**Stored data**

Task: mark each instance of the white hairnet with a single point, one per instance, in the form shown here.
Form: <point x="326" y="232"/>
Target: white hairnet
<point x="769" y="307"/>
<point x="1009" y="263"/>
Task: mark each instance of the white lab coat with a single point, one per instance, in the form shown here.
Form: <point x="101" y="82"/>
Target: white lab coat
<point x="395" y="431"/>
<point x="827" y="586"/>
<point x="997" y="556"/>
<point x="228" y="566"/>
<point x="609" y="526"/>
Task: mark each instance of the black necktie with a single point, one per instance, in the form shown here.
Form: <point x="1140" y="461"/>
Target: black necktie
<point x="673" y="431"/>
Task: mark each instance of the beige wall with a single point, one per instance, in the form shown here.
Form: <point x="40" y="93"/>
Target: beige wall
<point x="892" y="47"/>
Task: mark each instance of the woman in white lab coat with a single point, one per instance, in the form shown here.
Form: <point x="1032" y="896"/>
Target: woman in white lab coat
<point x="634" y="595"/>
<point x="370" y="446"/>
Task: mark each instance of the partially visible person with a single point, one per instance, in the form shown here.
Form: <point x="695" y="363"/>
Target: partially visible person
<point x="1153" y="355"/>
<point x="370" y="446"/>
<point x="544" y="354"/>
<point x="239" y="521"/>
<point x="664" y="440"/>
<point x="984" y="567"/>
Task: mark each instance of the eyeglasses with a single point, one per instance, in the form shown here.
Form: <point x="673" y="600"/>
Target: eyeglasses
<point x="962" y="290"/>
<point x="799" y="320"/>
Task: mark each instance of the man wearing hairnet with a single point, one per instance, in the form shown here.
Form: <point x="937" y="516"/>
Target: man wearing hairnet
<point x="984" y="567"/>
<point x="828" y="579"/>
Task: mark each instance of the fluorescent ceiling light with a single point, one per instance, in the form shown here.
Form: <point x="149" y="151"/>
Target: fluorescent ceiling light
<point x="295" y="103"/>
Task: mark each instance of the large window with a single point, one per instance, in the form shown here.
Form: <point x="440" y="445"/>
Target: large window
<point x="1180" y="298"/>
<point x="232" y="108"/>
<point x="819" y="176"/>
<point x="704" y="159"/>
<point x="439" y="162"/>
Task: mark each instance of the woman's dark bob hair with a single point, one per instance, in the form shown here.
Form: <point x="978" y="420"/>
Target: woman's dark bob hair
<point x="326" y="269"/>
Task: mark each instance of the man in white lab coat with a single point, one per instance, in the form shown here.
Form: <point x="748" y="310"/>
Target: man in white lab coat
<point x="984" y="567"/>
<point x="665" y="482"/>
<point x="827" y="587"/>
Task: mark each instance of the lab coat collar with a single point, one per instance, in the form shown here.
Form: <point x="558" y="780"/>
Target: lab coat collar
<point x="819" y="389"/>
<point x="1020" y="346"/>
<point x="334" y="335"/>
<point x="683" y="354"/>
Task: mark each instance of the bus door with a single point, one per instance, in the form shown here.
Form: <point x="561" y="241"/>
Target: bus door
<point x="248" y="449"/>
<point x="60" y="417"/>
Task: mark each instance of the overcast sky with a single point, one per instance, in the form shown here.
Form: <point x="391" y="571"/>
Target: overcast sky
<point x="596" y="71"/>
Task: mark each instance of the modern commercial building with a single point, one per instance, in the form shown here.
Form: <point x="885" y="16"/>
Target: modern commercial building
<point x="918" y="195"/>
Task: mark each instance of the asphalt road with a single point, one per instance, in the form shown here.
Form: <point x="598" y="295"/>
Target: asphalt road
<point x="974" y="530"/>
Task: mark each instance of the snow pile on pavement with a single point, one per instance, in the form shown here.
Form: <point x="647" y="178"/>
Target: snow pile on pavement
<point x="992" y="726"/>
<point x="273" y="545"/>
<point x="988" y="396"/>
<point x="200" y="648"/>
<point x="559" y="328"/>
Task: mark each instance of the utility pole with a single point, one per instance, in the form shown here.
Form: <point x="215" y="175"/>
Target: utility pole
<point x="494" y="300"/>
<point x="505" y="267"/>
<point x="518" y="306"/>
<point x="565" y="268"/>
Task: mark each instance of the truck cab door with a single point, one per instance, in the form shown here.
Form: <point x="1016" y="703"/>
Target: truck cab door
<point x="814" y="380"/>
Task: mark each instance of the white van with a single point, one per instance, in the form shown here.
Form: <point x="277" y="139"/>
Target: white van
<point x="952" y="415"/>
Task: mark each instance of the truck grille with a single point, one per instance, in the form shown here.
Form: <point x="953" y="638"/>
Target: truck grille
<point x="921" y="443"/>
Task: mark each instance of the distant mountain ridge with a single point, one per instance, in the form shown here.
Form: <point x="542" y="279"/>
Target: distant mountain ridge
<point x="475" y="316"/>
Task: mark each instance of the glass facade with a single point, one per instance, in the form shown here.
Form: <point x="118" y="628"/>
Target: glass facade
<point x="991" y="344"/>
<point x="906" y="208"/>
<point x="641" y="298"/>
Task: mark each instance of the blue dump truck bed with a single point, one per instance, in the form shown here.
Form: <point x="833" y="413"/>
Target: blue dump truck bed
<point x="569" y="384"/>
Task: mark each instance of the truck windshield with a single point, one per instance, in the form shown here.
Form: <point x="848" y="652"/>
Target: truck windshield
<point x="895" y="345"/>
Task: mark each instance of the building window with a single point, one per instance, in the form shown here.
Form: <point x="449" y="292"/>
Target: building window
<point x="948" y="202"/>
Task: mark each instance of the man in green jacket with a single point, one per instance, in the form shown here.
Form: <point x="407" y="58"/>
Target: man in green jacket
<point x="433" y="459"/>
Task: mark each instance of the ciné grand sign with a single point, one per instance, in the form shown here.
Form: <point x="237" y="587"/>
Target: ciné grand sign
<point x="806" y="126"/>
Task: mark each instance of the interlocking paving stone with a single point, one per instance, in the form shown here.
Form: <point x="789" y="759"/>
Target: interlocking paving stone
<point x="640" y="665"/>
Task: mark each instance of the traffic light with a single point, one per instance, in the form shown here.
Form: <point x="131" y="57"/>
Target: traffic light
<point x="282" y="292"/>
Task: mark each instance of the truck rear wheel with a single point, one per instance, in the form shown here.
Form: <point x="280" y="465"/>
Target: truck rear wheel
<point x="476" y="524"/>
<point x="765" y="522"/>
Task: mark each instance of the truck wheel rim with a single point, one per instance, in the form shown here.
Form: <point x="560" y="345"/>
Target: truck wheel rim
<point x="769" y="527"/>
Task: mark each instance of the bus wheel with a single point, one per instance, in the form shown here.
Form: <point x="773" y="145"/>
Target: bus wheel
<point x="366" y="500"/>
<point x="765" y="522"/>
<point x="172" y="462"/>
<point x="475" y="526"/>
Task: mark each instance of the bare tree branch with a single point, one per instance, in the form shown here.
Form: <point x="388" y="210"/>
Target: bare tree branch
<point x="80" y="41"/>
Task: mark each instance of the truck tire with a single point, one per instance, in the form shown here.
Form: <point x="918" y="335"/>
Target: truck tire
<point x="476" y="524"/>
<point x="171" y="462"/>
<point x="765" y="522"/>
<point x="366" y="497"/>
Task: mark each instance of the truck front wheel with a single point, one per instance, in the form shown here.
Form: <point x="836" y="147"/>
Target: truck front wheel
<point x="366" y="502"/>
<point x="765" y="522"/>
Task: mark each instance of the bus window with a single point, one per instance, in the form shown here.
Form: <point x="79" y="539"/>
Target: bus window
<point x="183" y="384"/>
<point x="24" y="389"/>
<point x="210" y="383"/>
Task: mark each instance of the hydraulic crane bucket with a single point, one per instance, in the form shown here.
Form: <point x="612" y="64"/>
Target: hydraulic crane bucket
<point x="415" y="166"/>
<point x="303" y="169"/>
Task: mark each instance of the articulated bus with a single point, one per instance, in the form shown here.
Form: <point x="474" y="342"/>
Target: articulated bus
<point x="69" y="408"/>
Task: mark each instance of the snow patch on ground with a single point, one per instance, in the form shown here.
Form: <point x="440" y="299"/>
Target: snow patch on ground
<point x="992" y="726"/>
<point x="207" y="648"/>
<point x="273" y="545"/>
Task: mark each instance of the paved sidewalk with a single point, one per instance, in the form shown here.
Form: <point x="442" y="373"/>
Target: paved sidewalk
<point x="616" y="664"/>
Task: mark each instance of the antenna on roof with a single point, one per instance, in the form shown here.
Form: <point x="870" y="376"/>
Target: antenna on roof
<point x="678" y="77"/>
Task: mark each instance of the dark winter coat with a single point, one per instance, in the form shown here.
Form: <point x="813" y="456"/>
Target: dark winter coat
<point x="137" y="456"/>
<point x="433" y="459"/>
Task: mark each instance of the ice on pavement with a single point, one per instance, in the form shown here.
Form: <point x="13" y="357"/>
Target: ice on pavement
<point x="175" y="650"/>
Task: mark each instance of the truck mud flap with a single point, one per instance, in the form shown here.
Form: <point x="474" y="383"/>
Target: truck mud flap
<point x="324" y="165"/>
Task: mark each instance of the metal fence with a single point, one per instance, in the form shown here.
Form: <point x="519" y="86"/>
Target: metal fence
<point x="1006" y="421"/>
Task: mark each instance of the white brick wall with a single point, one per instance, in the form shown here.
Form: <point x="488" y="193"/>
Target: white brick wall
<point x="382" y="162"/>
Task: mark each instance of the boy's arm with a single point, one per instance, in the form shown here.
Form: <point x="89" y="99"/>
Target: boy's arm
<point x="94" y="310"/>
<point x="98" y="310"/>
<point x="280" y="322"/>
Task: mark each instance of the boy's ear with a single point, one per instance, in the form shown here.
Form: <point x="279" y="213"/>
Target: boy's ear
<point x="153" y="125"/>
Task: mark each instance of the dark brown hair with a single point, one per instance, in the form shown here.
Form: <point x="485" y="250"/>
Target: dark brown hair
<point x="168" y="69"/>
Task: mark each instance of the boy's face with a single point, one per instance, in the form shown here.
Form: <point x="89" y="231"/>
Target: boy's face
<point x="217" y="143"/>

**EXERCISE DETAILS**
The response must consist solely of the lines from the top of the records through the line holding "Task: mark each instance of the beige", copied word for word.

**ANSWER BOX**
Task: mark each instance of the white hairnet with a single point, one per instance, in the form shown here.
Form: <point x="326" y="232"/>
Target: white hairnet
<point x="769" y="307"/>
<point x="1009" y="263"/>
Task: mark each instance of the white lab coat with a single point, one per instance, in the form shown here.
Form: <point x="101" y="82"/>
Target: white lab coat
<point x="395" y="431"/>
<point x="827" y="586"/>
<point x="997" y="556"/>
<point x="228" y="566"/>
<point x="609" y="526"/>
Task: mark each instance of the black necktie with a single point, one per instance, in the form shown here.
Form: <point x="1140" y="461"/>
Target: black necktie
<point x="673" y="431"/>
Task: mark each instance of the beige wall with a single point, one per instance, in the form shown here.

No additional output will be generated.